Answer these questions about the mailing-list message below:
1. Who sent it?
2. On what date was it sent?
3. Which commit does the quoted reply name?

======== Text passage

Re: [PoC] pg_upgrade: allow to upgrade publisher node

From: Bharath Rupireddy <bharath(dot)rupireddyforpostgres(at)gmail(dot)com>
To: Amit Kapila <amit(dot)kapila16(at)gmail(dot)com>
Cc: Dilip Kumar <dilipbalaut(at)gmail(dot)com>, "Hayato Kuroda (Fujitsu)" <kuroda(dot)hayato(at)fujitsu(dot)com>, "Zhijie Hou (Fujitsu)" <houzj(dot)fnst(at)fujitsu(dot)com>, Peter Smith <smithpb2250(at)gmail(dot)com>, PostgreSQL Hackers <pgsql-hackers(at)lists(dot)postgresql(dot)org>, Bruce Momjian <bruce(at)momjian(dot)us>, Julien Rouhaud <rjuju123(at)gmail(dot)com>, vignesh C <vignesh21(at)gmail(dot)com>, Masahiko Sawada <sawada(dot)mshk(at)gmail(dot)com>
Subject: Re: [PoC] pg_upgrade: allow to upgrade publisher node
Date: 2023-09-28 05:14:06
Message-ID: CALj2ACXptaLCQW1qgjqwLHZWkeej+v8JBkT=RHfYs24fSZ1EZw@mail.gmail.com
Views: Raw Message | Whole Thread | Download mbox | Resend email
Thread:
Lists: pgsql-hackers

On Mon, Sep 25, 2023 at 2:06 PM Amit Kapila <amit(dot)kapila16(at)gmail(dot)com> wrote:
>
> > > [1] https://www.postgresql.org/message-id/CAA4eK1%2BLtWDKXvxS7gnJ562VX%2Bs3C6%2B0uQWamqu%3DUuD8hMfORg%40mail.gmail.com
> >
> > I see. IIUC, without that commit e0b2eed [1], it may happen that the
> > slot's on-disk confirmed_flush LSN value can be higher than the WAL
> > LSN that's flushed to disk, no?

================
======== Data extract

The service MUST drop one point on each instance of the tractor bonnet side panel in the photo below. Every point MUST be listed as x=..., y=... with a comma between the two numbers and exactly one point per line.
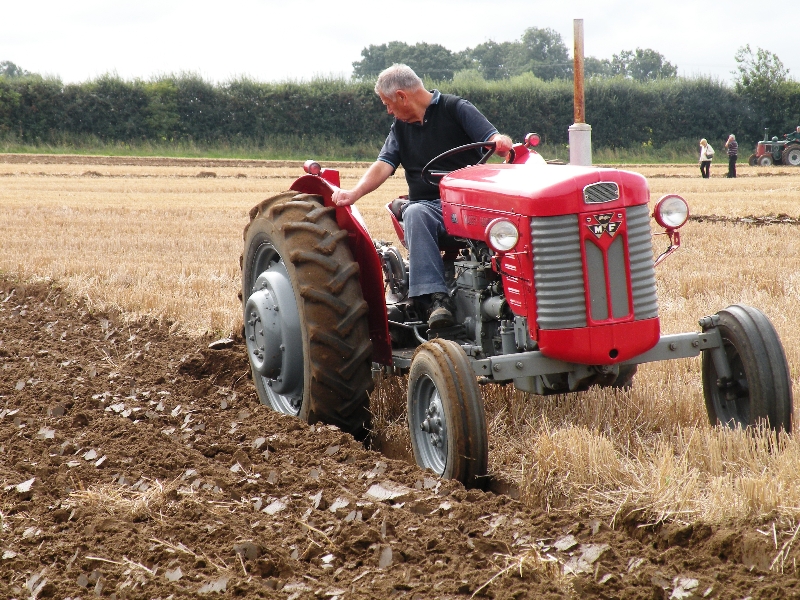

================

Task response
1. Bharath Rupireddy
2. 2023-09-28
3. e0b2eed